What to work on ::
Count the lines in the data below that contain the word "white", treating uppercase and lowercase as different. Give only the number.

Provided information ::
□ □ □ □ □

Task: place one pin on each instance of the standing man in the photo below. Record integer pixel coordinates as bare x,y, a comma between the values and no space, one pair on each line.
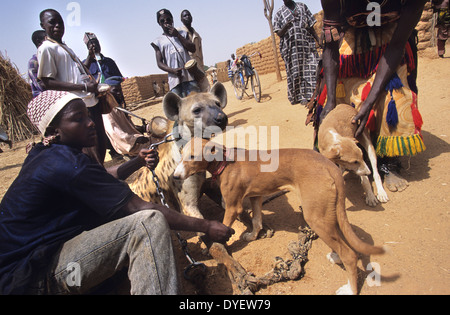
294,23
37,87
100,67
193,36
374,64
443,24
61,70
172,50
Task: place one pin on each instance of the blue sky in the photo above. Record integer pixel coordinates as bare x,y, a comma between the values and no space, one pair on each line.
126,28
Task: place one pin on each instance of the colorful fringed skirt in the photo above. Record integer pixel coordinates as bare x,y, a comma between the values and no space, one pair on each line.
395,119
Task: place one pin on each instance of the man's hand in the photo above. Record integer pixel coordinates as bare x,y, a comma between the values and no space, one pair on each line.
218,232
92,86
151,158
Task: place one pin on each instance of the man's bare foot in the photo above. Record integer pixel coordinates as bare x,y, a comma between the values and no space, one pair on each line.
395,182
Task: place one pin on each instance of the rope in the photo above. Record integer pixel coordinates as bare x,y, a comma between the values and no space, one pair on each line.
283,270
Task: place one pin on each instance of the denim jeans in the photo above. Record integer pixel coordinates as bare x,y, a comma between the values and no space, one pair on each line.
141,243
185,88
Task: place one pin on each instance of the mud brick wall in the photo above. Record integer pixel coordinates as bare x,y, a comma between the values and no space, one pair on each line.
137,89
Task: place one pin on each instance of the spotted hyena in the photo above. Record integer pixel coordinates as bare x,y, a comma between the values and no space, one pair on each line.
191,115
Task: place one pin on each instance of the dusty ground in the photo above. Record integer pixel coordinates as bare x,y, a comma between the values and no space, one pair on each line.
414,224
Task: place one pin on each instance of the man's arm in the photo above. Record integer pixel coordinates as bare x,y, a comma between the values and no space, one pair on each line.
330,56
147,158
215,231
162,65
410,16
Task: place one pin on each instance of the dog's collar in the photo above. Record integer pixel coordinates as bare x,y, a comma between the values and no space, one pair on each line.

□ □ □ □ □

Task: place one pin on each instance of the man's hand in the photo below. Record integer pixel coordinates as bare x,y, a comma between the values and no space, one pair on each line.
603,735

□ □ □ □ □

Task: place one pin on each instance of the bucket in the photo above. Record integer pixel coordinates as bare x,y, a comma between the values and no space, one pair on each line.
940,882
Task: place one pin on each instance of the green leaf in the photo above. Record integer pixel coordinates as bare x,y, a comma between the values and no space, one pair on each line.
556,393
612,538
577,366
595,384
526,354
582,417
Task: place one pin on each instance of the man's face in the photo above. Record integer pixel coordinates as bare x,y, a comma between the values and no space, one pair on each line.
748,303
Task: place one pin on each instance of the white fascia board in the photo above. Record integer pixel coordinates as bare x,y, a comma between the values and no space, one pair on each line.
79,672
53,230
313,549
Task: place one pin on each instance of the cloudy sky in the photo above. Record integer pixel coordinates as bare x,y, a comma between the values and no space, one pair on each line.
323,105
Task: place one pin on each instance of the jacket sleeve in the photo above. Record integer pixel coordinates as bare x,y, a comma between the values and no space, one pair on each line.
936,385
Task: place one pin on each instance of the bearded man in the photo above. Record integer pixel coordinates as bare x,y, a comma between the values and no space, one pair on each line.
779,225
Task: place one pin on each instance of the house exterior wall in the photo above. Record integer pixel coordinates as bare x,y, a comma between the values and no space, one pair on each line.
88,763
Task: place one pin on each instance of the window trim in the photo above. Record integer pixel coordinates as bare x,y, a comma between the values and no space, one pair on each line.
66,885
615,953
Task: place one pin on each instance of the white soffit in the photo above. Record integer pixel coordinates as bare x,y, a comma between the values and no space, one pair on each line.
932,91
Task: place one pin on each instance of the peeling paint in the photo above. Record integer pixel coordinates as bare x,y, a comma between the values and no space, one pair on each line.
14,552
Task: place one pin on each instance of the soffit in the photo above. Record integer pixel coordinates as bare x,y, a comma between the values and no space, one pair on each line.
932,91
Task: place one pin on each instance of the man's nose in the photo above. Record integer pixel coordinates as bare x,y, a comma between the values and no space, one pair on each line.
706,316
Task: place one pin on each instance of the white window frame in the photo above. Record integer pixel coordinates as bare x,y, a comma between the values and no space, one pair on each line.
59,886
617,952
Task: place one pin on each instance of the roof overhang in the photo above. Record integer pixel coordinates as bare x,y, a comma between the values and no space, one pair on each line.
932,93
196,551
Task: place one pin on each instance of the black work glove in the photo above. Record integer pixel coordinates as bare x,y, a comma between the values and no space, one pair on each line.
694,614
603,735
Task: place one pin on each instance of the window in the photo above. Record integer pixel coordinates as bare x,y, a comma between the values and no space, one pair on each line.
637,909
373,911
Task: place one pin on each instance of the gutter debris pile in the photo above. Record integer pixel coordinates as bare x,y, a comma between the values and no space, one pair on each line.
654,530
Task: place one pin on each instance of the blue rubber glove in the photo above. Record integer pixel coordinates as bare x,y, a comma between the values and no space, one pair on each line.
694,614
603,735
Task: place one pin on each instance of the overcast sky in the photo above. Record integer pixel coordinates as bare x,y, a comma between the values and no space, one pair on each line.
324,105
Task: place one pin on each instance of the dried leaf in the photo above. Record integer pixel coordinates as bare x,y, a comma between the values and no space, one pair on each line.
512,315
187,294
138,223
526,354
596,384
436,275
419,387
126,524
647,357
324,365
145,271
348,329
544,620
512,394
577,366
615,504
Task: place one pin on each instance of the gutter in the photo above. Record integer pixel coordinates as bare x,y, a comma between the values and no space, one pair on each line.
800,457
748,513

□ □ □ □ □

Answer for the task ::
3